Check your understanding
[1] Reproduce verbatim everything in the forum thread on chromosome ordering from "Hello! I am" down to "example (why lord!).".
[2] Continue the forum thread about roman-numeral chromosome names in a VCF file, starting right after its last sentence.

Provided passage

BEGIN

Hello! I am in need of some help. I have a VCF file that was generated using a reference genome where the chromosomes are named in roman numerals: chrI, chrII... chrM, chrV, etc. Which means that they are sorted alphabetically and not numerically, therefore my chromosomes have a silly order, with chrM listed in the middle for example (why lord!).
I've tried renaming them using only single digits and letters (1,2,3... M, X, Y) using bcftools annotate
before I generate my bfiles using plink. The issue is that because my chrM was listed somewhere in the middle, when I try to make the bfiles, my BIM file stops when it reaches the M. This is the command I used:
bcftools norm -Ou -m -any $file.vcf.gz |
bcftools norm -Ou -f $ref |
bcftools annotate -Ob -x ID \
-I +'%CHROM:%POS:%REF:%ALT' |
plink --bcf /dev/stdin \
--keep-allele-order \
--const-fid \
--allow-extra-chr \
--make-bed \
--chr-set 24 \ #I also tried --output-chr M
--out $file
Is there a simple way to address this in the plink command? I'm trying to figure out a way to sort my VCF so the chrM is listed last also, but so far it has been a struggle and I must be thinking about this wrong! Ugh D:
Hi @chrchang523, thanks for the reply! I'm using plink 1.9 but the variants are not being sorted. At least what I have noticed is that in the BIM file the program gives the chrM the last number, but the order remains the same and the file ends there, so I only have: 1 (chrI), 2 (chrII), 3 (chrIII), 4 (chrIV), 9 (chrIX), M (chrM). My species has 24 chromosomes total (including chrM).

END

Information supplied
BEGIN

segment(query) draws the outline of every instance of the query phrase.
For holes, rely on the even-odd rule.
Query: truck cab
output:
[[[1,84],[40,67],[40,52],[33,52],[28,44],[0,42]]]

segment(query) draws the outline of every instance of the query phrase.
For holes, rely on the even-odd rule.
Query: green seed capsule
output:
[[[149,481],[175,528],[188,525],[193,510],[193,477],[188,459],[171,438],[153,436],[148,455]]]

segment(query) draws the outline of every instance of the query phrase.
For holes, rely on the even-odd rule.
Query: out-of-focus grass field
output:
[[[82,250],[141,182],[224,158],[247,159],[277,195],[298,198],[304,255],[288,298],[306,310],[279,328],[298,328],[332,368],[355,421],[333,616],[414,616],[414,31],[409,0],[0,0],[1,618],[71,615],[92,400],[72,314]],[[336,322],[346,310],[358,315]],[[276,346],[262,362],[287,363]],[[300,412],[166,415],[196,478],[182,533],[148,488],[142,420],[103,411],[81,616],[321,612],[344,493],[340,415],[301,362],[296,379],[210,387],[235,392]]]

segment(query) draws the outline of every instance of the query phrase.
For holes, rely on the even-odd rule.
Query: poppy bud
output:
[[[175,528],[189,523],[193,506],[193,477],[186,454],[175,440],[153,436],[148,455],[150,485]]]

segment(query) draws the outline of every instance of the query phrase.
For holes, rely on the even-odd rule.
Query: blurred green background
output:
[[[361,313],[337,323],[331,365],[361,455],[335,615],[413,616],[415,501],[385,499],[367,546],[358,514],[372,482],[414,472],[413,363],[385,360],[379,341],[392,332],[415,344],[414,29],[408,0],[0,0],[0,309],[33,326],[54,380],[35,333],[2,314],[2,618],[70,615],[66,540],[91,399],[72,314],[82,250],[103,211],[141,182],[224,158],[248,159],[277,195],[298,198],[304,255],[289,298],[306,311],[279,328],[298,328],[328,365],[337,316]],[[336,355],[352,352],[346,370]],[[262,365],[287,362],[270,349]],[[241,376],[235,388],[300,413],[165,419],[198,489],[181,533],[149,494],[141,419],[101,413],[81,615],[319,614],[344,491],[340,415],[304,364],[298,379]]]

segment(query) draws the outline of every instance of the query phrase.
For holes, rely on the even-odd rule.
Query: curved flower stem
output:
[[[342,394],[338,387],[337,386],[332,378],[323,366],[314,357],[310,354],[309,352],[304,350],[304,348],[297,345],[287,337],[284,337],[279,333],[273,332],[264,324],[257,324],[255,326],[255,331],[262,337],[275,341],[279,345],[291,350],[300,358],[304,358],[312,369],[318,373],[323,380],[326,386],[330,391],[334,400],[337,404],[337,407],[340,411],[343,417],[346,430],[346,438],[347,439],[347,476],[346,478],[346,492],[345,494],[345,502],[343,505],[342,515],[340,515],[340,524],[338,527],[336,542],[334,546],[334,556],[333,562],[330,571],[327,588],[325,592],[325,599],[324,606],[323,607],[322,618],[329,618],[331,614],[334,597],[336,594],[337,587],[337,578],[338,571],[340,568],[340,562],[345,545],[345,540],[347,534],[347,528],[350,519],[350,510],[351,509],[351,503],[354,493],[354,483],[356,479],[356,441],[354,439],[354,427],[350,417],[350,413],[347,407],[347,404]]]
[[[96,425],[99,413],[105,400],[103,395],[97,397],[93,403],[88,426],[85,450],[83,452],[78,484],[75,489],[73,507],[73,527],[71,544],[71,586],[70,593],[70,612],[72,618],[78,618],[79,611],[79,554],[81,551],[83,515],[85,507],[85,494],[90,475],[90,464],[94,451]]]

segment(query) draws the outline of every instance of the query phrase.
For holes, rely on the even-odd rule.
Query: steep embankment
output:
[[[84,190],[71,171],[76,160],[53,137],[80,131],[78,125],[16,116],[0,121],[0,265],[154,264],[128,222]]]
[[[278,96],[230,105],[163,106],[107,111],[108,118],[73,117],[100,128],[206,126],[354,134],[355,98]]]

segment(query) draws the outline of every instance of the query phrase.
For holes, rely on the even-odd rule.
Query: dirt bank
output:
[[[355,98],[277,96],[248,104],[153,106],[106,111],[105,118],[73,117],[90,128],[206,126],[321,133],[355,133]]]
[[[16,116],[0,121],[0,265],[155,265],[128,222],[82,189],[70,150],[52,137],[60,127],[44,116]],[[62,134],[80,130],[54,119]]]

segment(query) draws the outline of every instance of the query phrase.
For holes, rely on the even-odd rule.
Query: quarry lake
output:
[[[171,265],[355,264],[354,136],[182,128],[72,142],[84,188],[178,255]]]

END

Answers for the tasks
[1]
Hello! I am in need of some help. I have a VCF file that was generated using a reference genome where the chromosomes are named in roman numerals: chrI, chrII... chrM, chrV, etc. Which means that they are sorted alphabetically and not numerically, therefore my chromosomes have a silly order, with chrM listed in the middle for example (why lord!).

[2]
Please post or send me a VCF file that illustrates what you're talking about, along with the plink .log file.
Hi, @chrchang523. I went to check my VCF file and I've noticed that after my chrM I had renamed my chrUn as 0 while my reference file had it named U. I think that instead of skipping this part, the whole thing just stopped there, so I'm re-running this to check. I'm running into --memory issues now, so when I'm done I'll get back here to clarify if the issue still persists.
OK, so it was my fault! I had the chrUn renamed differently on my VCF and REF file so I think that is solved. However, now I'm trying to update de FIDs using the --update-ids command and I'm getting the error:
Invalid chromosome code '28' on line 40749796 of .bim file.
Which is my chrM. Weird is that I did--set-chr 24
. Hmmmm... now I think I understand the instructions of the --chr-set. So I define only the number for autosomes, and the rest the program will recognize automatically as X, Y and M? And will it be treating my data as human, even though I've defined a different set?So, how would you advise I treat my chrUn (unassigned)? Currently it's named just as U. Should I assign it a number and treat it as an autosome?
That is what the
--allow-extra-chr
flag is for.Awesome! Thank you so much for the help. When I defined
--chr-set 20 #20 autosomal (excluding chrUn)
, and the--allow-extra-chr
, I was able to run the --update-ids command with no error.Actually, (sorry @chrchang523, this seems like a never ending issue!), I've just checked my BIM output and there seems to be an issue with chrX. The output is like so:
When I renamed my chromosomes, I did have a chr21 and a chrX. It seems they are being conflated. Is there a way to prevent this?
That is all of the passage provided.